セルフ葬やDIY葬は葬儀業界の現状を変える?セルフ葬の内容を葬儀社が解説
こんにちは、茨城県水戸市の葬儀社『橙縁社(とうえんしゃ)』です。
突然ですが、皆さん『セルフ葬』って聞いたことありますか?
読んで字の如く。
言葉のままですが、葬儀社の手を借りず、全て自分達で執り行う葬儀のことです。
『セルフ葬』や『DIY葬』と言われ、ネット上で話題になることがあります。
そして、今回ブログの話題にしようと思った理由は、こちらのTwitterを目にしたからです。
確かに、時代が変わり、人の価値観が変われば、新しい常識が生まれ、古いとされるものが淘汰されます。
それは、特殊な業界である葬儀業界でも一緒です。
しかし、この『セルフ葬』は本当に、葬儀業界を変えるのでしょうか?
そこで今回は、近年話題にあがる機会が増えた『セルフ葬』、『DIY葬』の内容を検討し、実際行う場合のことを考えてみたいと思います。
セルフ葬やDIY葬は葬儀業界の現状を変える?セルフ葬の内容を葬儀社が解説
まずは、『セルフ葬』・『DIY葬』の内容を解説します。
簡単に言えば、葬儀社に頼まず、全てを自分の手で行う葬儀のことです。
そして、基本的には火葬だけを行う『直葬』になります。
『お葬式って自分達でやってもいいの?』
なんて疑問を持つ人もいることでしょう。
結論から言えば、自分達でお葬式を行っても、全く問題はありません。
セルフ葬は何を自分たちでするの?
さて、葬儀社に頼まず、自分達の手で行う『セルフ葬』ですが、実際に何を行えばよいのでしょうか?
そこで、普段から葬儀に携わっている葬儀社の私が、必ず必要な備品や手続き、流れを解説していきます。

• _データセットの項目_
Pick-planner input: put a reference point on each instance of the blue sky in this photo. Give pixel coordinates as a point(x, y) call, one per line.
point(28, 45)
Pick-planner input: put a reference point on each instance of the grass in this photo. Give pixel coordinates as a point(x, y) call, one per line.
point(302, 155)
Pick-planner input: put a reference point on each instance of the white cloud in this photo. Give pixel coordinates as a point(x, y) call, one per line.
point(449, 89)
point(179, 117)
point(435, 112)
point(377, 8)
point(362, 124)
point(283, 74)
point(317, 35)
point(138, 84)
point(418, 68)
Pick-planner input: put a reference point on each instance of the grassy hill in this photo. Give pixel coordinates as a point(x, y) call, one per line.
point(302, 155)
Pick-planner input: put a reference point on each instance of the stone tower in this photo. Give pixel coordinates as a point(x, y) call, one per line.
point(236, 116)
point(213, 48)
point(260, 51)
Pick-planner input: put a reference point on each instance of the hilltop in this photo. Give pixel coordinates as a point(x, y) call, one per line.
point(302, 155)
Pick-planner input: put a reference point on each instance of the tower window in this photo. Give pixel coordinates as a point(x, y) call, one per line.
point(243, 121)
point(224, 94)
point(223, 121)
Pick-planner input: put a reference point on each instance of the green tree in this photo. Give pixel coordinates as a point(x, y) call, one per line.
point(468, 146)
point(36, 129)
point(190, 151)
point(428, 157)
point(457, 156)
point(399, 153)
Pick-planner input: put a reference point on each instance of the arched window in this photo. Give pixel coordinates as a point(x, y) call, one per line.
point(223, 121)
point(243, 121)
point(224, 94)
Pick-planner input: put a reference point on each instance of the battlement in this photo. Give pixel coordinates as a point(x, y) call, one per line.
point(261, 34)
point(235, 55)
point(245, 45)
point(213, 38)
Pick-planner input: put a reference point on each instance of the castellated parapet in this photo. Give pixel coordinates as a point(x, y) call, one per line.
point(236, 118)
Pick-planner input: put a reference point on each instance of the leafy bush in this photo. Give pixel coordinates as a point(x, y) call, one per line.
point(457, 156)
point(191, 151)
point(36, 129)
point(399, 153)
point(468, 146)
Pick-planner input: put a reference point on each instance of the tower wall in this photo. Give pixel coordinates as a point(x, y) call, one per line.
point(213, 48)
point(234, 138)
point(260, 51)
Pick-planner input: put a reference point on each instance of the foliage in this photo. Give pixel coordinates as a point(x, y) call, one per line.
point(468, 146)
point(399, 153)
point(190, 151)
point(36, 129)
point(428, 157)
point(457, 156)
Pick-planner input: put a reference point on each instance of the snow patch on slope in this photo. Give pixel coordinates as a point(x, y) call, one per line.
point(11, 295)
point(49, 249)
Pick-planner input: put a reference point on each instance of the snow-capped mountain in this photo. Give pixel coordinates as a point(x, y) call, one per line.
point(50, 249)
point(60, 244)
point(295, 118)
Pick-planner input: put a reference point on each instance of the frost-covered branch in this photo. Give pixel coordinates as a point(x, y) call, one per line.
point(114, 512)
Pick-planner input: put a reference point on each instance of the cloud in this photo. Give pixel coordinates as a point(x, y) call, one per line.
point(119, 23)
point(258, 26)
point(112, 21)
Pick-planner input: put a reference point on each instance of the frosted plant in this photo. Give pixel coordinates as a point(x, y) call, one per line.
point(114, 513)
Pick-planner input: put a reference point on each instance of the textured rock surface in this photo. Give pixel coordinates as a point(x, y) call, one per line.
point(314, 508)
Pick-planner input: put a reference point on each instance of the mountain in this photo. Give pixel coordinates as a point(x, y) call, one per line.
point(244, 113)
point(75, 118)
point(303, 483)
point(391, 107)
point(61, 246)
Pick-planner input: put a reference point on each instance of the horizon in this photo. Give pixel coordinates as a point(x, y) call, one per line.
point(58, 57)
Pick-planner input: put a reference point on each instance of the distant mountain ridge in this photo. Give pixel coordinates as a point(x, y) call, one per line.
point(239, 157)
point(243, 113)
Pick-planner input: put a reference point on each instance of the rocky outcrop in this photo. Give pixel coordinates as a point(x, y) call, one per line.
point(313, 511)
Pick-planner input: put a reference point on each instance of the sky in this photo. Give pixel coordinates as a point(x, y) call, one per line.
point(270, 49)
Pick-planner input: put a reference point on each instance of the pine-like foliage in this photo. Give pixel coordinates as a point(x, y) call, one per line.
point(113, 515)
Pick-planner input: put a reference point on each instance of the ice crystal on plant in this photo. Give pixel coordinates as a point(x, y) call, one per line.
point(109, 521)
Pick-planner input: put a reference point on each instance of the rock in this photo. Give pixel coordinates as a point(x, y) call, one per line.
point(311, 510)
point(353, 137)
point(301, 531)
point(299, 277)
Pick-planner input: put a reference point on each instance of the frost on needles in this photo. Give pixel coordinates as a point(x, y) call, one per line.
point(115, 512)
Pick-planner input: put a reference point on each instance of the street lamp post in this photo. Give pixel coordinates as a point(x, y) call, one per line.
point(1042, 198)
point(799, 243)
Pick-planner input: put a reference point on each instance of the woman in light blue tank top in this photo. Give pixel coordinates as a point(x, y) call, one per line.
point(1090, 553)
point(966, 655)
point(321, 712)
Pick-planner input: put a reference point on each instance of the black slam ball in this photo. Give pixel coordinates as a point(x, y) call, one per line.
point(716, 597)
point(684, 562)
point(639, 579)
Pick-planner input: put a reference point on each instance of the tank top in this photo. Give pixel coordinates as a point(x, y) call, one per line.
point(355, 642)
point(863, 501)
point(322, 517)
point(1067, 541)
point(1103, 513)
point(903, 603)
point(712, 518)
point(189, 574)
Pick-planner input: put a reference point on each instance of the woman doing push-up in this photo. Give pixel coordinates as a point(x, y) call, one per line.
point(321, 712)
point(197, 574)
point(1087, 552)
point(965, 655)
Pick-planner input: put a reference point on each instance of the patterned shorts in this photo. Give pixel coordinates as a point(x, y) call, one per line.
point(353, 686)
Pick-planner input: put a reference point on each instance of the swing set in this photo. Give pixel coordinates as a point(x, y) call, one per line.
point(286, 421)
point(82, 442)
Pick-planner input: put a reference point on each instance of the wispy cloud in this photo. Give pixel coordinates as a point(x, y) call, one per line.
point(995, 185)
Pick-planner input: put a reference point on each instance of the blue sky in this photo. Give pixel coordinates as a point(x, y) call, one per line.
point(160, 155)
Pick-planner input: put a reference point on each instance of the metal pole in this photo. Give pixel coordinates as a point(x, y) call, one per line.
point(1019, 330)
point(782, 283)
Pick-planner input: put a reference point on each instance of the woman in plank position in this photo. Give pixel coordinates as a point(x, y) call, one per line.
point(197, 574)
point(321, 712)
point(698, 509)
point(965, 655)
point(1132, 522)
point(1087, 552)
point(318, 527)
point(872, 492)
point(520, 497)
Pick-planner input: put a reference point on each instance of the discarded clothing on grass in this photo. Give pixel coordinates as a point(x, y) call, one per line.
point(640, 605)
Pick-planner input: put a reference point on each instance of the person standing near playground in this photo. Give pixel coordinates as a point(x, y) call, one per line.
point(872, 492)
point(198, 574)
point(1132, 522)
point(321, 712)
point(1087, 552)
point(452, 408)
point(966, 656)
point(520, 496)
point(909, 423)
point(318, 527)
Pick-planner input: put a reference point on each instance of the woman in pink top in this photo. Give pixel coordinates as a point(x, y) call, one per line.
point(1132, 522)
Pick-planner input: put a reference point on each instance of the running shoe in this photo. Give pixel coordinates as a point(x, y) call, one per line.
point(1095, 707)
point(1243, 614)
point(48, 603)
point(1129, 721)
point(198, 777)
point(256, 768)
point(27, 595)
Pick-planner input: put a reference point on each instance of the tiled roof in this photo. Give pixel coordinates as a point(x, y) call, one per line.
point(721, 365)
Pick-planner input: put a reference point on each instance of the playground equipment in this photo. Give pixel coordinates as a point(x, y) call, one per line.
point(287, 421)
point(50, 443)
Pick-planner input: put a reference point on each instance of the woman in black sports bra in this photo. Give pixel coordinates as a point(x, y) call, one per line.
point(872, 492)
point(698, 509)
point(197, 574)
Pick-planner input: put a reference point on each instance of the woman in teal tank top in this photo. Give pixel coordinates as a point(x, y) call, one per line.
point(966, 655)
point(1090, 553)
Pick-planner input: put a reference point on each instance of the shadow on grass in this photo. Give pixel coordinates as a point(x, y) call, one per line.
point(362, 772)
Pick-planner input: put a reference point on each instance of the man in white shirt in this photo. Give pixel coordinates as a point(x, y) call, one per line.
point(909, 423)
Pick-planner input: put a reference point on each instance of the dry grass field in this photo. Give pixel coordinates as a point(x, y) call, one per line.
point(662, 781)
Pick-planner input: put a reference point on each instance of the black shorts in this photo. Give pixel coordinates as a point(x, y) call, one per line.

• _やること_
上にあるセルフ葬についての抜粋を、一字一句変えずに最初から最後まで書き写してもらえますか?

• _演習の解答_
セルフ葬やDIY葬は葬儀業界の現状を変える?セルフ葬の内容を葬儀社が解説
こんにちは、茨城県水戸市の葬儀社『橙縁社(とうえんしゃ)』です。
突然ですが、皆さん『セルフ葬』って聞いたことありますか?
読んで字の如く。
言葉のままですが、葬儀社の手を借りず、全て自分達で執り行う葬儀のことです。
『セルフ葬』や『DIY葬』と言われ、ネット上で話題になることがあります。
そして、今回ブログの話題にしようと思った理由は、こちらのTwitterを目にしたからです。
確かに、時代が変わり、人の価値観が変われば、新しい常識が生まれ、古いとされるものが淘汰されます。
それは、特殊な業界である葬儀業界でも一緒です。
しかし、この『セルフ葬』は本当に、葬儀業界を変えるのでしょうか?
そこで今回は、近年話題にあがる機会が増えた『セルフ葬』、『DIY葬』の内容を検討し、実際行う場合のことを考えてみたいと思います。
セルフ葬やDIY葬は葬儀業界の現状を変える?セルフ葬の内容を葬儀社が解説
まずは、『セルフ葬』・『DIY葬』の内容を解説します。
簡単に言えば、葬儀社に頼まず、全てを自分の手で行う葬儀のことです。
そして、基本的には火葬だけを行う『直葬』になります。
『お葬式って自分達でやってもいいの?』
なんて疑問を持つ人もいることでしょう。
結論から言えば、自分達でお葬式を行っても、全く問題はありません。
セルフ葬は何を自分たちでするの?
さて、葬儀社に頼まず、自分達の手で行う『セルフ葬』ですが、実際に何を行えばよいのでしょうか?
そこで、普段から葬儀に携わっている葬儀社の私が、必ず必要な備品や手続き、流れを解説していきます。